UNC Lineberger researchers Charles M. Perou, PhD, Katherine Hoadley, PhD, and Melissa Troester, PhD, co-authored a large, multi-institutional study designed to understand a gap in mortality for black and white women with breast cancer by beginning to unravel the germline genetic variations and tumor biological differences. This is the first “ancestry-based comprehensive analysis of multiple platforms of genomic and proteomic data of its kind,” the authors note.
Although the odds of developing breast cancer are nearly identical for black and white women, black women are 42 percent more likely to die from the disease. This mortality gap – driven by social and environmental, as well as biological factors – continues to persist.
A large, multi-institutional study, published online today in JAMA Oncology, was designed to understand this gap by beginning to unravel the germline genetic variations and tumor biological differences between black and white women with breast cancer. This is the first “ancestry-based comprehensive analysis of multiple platforms of genomic and proteomic data of its kind,” the authors note.

▶ _EXERCISE OBJECTIVE_
Copy out the passage about the study of breast cancer deaths among black and white women word for word.

▶ _PROVIDED INFORMATION_
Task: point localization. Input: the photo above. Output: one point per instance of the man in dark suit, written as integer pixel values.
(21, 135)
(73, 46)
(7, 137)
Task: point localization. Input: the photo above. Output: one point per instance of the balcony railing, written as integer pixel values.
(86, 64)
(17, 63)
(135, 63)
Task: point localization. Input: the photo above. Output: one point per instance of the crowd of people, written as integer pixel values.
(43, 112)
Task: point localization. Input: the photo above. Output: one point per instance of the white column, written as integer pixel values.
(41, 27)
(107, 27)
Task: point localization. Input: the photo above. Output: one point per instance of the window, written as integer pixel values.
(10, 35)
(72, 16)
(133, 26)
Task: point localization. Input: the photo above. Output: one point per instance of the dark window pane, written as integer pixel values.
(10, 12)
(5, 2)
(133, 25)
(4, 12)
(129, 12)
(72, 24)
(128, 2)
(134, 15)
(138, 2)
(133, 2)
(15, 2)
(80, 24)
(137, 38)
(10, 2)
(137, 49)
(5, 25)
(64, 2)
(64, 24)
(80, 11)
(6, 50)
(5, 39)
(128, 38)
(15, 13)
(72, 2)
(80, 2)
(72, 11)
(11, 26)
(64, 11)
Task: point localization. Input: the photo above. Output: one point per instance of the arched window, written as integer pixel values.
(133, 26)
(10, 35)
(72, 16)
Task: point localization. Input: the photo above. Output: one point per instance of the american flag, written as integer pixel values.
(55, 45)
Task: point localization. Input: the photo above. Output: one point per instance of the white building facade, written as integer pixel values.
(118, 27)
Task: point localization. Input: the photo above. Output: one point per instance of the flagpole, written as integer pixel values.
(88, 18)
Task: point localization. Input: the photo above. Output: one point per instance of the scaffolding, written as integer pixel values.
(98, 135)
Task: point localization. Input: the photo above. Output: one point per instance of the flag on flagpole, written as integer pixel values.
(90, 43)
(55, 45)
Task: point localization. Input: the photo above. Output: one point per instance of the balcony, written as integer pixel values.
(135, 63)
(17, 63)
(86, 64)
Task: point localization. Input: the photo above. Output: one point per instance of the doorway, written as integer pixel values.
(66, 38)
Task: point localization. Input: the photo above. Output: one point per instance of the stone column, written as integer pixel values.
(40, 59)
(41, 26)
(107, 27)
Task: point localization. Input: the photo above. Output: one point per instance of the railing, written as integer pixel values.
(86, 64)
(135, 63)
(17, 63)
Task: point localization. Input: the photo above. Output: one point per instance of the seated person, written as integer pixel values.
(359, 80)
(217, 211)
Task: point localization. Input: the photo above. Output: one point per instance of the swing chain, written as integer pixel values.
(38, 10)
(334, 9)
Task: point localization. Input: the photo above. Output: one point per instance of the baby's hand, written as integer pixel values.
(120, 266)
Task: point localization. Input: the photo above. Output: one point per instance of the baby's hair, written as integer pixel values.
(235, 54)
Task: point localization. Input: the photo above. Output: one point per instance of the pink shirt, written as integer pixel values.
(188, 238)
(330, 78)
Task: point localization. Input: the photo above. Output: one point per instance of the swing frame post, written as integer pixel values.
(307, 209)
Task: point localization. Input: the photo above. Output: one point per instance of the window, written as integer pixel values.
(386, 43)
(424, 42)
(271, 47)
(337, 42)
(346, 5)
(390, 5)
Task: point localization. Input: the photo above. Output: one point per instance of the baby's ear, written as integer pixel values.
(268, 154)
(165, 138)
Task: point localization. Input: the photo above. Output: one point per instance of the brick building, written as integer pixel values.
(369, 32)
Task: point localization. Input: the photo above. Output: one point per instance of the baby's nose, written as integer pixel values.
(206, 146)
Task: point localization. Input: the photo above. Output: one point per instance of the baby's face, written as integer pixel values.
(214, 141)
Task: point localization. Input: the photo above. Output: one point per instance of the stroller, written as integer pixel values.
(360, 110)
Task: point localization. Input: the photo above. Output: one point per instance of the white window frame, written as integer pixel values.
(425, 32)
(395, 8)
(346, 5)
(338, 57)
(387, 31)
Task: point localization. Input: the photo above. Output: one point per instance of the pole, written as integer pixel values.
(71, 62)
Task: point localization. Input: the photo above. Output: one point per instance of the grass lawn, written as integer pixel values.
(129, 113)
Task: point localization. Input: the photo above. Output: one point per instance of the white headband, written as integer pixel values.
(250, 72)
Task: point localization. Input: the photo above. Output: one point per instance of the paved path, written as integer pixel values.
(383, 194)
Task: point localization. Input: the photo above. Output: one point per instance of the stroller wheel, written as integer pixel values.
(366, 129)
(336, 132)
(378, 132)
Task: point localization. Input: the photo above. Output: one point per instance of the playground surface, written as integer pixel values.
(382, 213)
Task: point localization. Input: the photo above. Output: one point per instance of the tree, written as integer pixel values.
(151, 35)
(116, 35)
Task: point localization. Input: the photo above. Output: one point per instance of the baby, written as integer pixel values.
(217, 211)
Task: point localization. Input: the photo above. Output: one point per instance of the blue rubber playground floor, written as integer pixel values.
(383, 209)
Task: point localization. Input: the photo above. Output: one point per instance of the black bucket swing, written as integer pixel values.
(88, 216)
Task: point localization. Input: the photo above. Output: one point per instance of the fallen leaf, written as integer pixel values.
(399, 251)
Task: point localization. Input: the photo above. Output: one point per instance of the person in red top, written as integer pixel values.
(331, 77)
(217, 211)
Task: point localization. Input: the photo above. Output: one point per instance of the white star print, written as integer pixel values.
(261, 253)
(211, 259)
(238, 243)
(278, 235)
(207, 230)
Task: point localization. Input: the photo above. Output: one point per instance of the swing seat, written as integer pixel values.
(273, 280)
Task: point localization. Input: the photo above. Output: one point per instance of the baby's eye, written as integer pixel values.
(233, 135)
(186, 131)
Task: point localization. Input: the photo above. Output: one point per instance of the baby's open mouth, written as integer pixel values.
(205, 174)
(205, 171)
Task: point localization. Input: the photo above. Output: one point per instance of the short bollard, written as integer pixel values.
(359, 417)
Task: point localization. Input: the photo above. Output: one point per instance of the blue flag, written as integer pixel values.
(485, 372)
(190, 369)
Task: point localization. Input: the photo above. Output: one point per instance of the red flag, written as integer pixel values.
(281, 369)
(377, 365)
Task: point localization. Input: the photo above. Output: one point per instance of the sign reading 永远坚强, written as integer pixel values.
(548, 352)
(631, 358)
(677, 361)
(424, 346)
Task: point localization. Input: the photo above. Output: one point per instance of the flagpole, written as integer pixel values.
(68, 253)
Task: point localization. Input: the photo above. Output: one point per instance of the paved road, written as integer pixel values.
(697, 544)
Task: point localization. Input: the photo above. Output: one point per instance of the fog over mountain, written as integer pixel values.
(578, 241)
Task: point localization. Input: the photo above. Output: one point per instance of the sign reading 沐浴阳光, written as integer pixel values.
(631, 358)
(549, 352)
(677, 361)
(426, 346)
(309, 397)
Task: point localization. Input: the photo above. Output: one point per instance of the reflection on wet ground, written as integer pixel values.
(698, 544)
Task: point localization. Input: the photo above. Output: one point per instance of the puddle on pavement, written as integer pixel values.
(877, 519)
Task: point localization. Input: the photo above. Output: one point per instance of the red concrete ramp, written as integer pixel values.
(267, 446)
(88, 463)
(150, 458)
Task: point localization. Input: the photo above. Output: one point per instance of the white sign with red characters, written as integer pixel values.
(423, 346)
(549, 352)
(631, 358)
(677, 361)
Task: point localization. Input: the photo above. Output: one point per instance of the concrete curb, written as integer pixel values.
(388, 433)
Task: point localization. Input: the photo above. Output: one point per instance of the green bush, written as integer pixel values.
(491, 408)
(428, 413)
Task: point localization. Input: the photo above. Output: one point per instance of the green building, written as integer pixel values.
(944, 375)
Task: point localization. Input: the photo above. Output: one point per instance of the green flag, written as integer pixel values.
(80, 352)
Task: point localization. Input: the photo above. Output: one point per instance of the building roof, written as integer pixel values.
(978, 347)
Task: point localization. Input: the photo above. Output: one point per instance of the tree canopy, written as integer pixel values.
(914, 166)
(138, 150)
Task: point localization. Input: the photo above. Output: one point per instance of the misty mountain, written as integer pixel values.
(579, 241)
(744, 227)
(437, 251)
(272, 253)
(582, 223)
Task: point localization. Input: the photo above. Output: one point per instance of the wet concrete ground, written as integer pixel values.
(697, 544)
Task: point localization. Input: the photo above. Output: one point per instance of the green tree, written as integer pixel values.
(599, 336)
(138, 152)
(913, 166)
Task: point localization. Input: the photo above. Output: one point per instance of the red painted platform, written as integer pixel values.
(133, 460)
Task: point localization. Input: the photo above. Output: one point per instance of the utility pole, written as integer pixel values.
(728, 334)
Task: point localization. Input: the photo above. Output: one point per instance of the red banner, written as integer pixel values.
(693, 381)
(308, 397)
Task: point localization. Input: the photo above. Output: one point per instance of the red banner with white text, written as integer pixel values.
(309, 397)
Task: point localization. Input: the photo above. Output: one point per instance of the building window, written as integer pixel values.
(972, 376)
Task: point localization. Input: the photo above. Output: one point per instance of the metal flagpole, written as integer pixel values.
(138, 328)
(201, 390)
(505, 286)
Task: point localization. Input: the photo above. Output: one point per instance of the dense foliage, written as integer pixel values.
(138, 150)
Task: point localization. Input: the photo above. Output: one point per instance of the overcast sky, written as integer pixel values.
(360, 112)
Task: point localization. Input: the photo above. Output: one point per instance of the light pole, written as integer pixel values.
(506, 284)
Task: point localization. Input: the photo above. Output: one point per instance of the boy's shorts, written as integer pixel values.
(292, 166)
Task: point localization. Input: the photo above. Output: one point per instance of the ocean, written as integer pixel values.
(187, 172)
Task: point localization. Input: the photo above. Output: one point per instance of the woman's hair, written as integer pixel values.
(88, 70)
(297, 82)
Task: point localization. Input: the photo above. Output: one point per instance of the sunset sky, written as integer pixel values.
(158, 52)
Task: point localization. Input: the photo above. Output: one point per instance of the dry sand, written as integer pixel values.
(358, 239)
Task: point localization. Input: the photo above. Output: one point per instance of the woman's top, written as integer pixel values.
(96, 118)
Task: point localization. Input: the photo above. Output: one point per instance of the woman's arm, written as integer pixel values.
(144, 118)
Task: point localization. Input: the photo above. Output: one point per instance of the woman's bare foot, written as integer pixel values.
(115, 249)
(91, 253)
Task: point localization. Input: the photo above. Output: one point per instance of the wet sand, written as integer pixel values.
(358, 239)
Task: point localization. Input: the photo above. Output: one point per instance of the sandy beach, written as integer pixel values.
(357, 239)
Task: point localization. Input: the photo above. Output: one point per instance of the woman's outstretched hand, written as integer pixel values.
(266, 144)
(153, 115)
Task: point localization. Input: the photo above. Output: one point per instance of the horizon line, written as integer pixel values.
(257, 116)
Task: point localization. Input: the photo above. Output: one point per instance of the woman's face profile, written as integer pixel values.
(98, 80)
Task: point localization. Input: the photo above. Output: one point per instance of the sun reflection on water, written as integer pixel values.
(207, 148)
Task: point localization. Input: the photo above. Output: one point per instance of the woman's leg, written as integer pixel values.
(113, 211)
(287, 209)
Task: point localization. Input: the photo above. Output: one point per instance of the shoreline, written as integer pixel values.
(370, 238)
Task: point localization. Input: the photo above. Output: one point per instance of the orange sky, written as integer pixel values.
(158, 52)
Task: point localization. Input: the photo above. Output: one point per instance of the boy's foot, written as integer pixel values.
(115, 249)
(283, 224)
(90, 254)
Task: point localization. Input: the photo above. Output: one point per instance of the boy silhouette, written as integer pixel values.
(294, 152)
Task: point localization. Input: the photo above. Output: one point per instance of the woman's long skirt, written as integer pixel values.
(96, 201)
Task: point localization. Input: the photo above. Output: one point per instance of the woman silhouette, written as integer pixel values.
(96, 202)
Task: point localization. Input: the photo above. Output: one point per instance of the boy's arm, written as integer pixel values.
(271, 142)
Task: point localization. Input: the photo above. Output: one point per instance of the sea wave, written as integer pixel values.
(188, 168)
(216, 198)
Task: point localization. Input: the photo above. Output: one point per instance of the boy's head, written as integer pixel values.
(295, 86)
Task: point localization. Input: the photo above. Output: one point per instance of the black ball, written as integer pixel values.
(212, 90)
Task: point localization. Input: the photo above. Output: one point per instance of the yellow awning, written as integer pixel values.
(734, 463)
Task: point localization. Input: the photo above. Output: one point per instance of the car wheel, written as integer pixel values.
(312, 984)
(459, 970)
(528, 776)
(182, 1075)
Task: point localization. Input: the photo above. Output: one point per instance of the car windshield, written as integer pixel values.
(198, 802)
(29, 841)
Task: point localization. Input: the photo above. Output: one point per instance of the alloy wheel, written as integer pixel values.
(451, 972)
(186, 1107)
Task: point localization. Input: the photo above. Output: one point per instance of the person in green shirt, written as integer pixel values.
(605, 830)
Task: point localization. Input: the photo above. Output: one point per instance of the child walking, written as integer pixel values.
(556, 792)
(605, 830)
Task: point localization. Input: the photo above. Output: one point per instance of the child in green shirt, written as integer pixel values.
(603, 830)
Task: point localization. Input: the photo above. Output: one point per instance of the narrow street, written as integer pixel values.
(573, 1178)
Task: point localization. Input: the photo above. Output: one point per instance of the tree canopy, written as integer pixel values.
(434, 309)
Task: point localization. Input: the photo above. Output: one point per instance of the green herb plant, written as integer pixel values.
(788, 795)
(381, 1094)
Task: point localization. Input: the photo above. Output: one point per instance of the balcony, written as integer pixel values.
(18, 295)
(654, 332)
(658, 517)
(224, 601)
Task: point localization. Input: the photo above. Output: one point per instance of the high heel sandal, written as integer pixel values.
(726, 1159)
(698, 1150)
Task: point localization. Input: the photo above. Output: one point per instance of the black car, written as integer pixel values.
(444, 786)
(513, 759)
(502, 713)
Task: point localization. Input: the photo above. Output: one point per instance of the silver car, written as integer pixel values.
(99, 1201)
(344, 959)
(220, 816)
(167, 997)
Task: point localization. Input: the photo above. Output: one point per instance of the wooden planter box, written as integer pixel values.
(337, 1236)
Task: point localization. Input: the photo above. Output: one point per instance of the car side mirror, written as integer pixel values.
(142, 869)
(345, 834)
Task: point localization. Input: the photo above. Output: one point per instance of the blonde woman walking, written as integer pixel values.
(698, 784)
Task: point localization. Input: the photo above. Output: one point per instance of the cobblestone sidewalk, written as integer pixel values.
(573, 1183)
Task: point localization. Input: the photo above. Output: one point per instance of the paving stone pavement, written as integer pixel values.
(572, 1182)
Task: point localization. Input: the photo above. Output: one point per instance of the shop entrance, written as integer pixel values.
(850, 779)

▶ _REPLY TO THE TASK_
UNC Lineberger researchers Charles M. Perou, PhD, Katherine Hoadley, PhD, and Melissa Troester, PhD, co-authored a large, multi-institutional study designed to understand a gap in mortality for black and white women with breast cancer by beginning to unravel the germline genetic variations and tumor biological differences. This is the first “ancestry-based comprehensive analysis of multiple platforms of genomic and proteomic data of its kind,” the authors note.
Although the odds of developing breast cancer are nearly identical for black and white women, black women are 42 percent more likely to die from the disease. This mortality gap – driven by social and environmental, as well as biological factors – continues to persist.
A large, multi-institutional study, published online today in JAMA Oncology, was designed to understand this gap by beginning to unravel the germline genetic variations and tumor biological differences between black and white women with breast cancer. This is the first “ancestry-based comprehensive analysis of multiple platforms of genomic and proteomic data of its kind,” the authors note.